Stored items from a collection:
────────────────
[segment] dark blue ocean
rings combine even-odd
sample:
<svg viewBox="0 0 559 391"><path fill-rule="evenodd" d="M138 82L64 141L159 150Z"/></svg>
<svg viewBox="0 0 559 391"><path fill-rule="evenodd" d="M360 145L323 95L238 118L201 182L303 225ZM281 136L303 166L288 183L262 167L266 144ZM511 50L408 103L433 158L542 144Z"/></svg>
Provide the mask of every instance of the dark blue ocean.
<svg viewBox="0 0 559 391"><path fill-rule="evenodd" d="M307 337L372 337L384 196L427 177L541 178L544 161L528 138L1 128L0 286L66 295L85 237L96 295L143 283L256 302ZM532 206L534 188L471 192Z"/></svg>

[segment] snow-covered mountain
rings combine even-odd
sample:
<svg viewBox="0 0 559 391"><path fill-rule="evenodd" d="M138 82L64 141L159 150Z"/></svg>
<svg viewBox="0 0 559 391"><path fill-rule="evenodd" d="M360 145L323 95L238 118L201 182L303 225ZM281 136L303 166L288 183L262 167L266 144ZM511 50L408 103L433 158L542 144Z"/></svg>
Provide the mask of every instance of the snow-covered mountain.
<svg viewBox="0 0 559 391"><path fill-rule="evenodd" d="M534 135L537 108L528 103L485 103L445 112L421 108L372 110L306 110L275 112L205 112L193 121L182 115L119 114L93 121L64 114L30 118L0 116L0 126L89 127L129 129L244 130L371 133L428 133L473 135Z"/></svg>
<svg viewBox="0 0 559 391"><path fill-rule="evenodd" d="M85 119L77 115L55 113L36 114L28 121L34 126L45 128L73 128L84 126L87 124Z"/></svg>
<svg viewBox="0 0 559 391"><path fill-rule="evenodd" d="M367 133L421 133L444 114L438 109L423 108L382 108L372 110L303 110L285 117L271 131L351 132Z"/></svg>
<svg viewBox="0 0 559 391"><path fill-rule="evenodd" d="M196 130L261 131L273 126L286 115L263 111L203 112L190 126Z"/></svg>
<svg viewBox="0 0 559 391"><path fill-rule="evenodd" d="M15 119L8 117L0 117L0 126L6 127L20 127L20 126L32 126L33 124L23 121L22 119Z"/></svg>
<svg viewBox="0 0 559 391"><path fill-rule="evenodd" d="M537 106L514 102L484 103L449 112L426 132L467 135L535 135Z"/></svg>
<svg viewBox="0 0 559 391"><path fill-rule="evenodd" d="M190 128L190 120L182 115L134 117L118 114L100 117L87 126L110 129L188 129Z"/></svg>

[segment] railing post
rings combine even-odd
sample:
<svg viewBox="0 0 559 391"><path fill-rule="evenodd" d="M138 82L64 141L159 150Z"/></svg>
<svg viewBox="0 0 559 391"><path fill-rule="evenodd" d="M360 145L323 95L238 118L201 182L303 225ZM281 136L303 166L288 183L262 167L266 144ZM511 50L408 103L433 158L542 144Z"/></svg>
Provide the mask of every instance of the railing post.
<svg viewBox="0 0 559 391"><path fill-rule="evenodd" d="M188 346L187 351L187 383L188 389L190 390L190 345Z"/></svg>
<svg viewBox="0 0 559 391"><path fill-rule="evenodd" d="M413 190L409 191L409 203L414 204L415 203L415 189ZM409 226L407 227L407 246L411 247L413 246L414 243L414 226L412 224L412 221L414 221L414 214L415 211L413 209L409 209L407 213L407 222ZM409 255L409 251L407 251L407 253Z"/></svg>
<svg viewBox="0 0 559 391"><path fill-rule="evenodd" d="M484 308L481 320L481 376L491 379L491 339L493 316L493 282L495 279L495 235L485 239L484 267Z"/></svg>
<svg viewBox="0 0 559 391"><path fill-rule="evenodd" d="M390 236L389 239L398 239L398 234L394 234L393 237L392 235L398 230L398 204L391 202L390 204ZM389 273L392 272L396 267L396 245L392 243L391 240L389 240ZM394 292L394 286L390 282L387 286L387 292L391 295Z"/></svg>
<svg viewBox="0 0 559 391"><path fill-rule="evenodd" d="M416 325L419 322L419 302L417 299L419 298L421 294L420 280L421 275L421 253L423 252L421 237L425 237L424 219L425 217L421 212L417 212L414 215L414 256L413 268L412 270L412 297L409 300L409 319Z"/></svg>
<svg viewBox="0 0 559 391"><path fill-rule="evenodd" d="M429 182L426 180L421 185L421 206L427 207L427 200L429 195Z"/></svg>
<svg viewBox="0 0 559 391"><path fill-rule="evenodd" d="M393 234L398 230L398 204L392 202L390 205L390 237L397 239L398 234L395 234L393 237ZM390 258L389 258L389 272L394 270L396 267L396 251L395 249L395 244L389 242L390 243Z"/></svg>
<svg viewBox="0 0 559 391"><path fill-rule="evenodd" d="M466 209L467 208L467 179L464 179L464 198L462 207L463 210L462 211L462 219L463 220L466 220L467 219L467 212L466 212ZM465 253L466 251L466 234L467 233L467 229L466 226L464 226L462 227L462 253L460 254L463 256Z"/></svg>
────────────────
## [Your task]
Recast the stretch of items from the line containing "[segment] railing post" through the line containing "Provide the mask of every instance of the railing" as a numbered list, leaving out any blank lines.

## [Solution to this exercise]
1. [segment] railing post
2. rings combine even-odd
3. sample:
4. <svg viewBox="0 0 559 391"><path fill-rule="evenodd" d="M138 82L64 141L159 150Z"/></svg>
5. <svg viewBox="0 0 559 391"><path fill-rule="evenodd" d="M360 145L323 95L238 118L201 182L303 225ZM281 136L303 166L288 183L262 167L266 144ZM511 50L408 103L433 158L542 144Z"/></svg>
6. Provide the mask of every instance of the railing post.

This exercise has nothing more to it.